PASAJE SELECCIONADO:
○ ○ ○ ○ ○ ○ ○

Una de las huellas que me dejó el debate del futuro de la administración local al que asistí a comienzo de mes, en Zaragoza, fue la lógica preocupación que los profesionales tienen sobre la capacidad de pago de alguna corporación, como consecuencia de dos fuerzas negativas para las finanzas, pero que se alimentaban mutuamente: demanda creciente de servicios de los contribuyentes a sus ayuntamientos, y deseo de los políticos de satisfacer esa demanda, para agradar a los votantes. Teniendo en cuenta la estructura de nuestra población, es razonable pensar que la primera puerta de acceso a la administración pública para mucha gente sea el ayuntamiento, bien porque el territorio lo exige, o bien porque aún siendo una ciudad más grande, la tendencia se mantenga, por la cercanía que supone respecto de otros niveles de administración más grandes y distantes, donde es más fácil perderse. De los 8.116 municipios que figuran en los registros del Instituto Nacional de Estadística, el 72% tienen menos de 2.000 habitantes; de la misma fuente de información se deduce que unos 20 millones de personas viven en ciudades de hasta 2.000 habitantes, es decir, el 40% aproximadamente del total registrado; posiblemente existen otras fuentes de información más fiables que ésta, pero no creo que la imagen final que se desprenda de su análisis difiera mucho del que he comentado.
Durante la década de crecimiento económico que ha vivido nuestro país, todos hemos demandado más a nuestros proveedores: más servicios, prestaciones, calidad de vida, comunicaciones, bibliotecas, parques, recogida de basura selectiva, alumbrado público, ludotecas, etc.; y como los ingresos de las administraciones han aumentado en proporción al auge económico (más licencias, obras, impuestos, tasas, etc.) se ha configurado una situación de euforia muy difícil de mantener, como ha pasado en todos los mercados (salarial –antes de la crisis-, vivienda, materias primas, etc.) una situación de euforia sustentada en bases muy débiles.

○ ○ ○ ○ ○ ○ ○

INSTRUCCIÓN 1:
¿Puedes reproducir del texto sobre las finanzas municipales todo lo que va desde "Durante la década" hasta "bases muy débiles."?

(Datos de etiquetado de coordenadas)

○ ○ ○ ○ ○ ○ ○

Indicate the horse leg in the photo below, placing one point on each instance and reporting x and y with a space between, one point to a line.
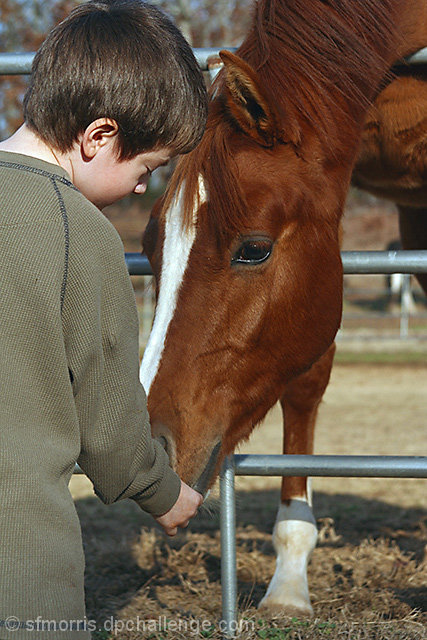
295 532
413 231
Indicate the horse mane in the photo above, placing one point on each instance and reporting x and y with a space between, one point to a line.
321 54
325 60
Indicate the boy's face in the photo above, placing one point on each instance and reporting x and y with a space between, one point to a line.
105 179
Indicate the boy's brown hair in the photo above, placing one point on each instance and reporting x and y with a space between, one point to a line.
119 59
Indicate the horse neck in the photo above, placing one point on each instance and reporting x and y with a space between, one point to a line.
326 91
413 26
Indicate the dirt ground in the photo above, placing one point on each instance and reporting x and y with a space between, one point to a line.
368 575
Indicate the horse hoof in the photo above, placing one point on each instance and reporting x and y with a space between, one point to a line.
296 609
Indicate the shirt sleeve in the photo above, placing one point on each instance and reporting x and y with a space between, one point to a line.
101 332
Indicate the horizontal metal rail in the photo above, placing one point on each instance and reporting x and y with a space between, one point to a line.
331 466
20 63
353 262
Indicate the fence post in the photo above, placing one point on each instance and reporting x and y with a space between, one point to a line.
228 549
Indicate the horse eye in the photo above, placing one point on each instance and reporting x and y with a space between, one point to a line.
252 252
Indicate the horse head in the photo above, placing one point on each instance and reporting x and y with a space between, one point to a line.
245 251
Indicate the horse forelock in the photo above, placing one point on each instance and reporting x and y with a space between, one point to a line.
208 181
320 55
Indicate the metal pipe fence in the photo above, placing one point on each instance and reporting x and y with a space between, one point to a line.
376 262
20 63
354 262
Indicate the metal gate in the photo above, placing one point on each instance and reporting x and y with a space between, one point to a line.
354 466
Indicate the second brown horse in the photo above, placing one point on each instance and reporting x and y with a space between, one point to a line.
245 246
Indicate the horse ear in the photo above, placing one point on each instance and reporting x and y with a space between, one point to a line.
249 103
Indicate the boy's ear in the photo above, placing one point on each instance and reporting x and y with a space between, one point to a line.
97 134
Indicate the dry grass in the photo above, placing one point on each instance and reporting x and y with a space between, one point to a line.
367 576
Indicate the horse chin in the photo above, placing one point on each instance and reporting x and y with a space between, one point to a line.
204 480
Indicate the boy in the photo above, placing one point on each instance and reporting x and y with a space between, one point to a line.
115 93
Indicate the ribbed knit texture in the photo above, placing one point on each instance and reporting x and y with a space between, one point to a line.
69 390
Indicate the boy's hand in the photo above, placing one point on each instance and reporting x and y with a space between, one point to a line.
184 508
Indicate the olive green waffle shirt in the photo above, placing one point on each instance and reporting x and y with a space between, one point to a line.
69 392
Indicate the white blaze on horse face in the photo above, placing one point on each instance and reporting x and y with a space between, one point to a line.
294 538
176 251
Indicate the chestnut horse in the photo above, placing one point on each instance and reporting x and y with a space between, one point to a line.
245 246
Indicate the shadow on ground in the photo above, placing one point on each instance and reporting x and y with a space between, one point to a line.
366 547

○ ○ ○ ○ ○ ○ ○

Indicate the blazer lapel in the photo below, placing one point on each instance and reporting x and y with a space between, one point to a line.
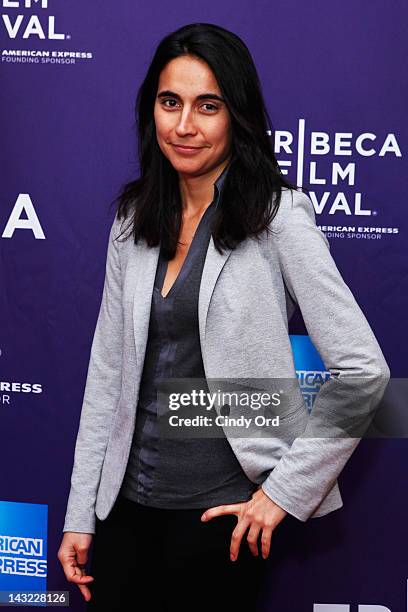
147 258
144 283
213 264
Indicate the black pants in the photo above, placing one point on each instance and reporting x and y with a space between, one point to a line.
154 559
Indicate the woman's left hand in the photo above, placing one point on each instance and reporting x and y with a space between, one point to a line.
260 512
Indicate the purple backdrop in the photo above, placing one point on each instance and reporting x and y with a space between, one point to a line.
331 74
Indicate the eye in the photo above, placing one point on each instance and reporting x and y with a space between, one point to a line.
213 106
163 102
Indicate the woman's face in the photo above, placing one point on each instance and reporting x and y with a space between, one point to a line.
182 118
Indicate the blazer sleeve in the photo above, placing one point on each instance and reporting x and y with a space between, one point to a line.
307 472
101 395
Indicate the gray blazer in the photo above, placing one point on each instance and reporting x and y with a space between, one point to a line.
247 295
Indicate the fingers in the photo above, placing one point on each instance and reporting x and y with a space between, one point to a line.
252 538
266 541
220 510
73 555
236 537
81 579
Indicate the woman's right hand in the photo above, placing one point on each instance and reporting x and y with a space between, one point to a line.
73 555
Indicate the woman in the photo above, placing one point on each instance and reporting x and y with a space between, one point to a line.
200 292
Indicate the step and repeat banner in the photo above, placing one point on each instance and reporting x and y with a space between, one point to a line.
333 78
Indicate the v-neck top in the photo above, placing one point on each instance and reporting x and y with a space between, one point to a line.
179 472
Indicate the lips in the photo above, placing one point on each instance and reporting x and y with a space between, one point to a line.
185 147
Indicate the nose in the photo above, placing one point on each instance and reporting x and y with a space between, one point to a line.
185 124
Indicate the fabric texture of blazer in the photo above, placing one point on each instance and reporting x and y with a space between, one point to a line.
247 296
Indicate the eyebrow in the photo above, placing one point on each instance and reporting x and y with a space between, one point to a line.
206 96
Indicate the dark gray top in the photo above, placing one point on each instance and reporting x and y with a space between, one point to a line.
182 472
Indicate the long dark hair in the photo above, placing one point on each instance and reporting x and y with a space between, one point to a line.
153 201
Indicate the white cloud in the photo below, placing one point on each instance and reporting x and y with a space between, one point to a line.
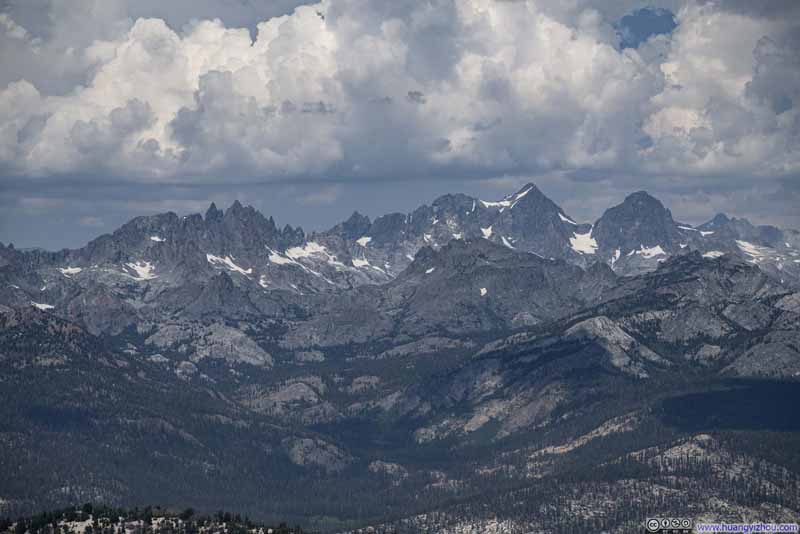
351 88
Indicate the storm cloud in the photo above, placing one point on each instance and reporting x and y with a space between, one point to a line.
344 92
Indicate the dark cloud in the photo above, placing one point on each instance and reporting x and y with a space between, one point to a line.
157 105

○ ○ ○ ○ ○ ○ ○

INSTRUCCIÓN 2:
¿Puedes devolver todas las líneas del listado en las que aparece la palabra "fence"?

RESPUESTA COMPLETA 1:
Durante la década de crecimiento económico que ha vivido nuestro país, todos hemos demandado más a nuestros proveedores: más servicios, prestaciones, calidad de vida, comunicaciones, bibliotecas, parques, recogida de basura selectiva, alumbrado público, ludotecas, etc.; y como los ingresos de las administraciones han aumentado en proporción al auge económico (más licencias, obras, impuestos, tasas, etc.) se ha configurado una situación de euforia muy difícil de mantener, como ha pasado en todos los mercados (salarial –antes de la crisis-, vivienda, materias primas, etc.) una situación de euforia sustentada en bases muy débiles.

RESPUESTA COMPLETA 2:
Indicate the fence post in the photo above, placing one point on each instance and reporting x and y with a space between, one point to a line.
Indicate the metal pipe fence in the photo above, placing one point on each instance and reporting x and y with a space between, one point to a line.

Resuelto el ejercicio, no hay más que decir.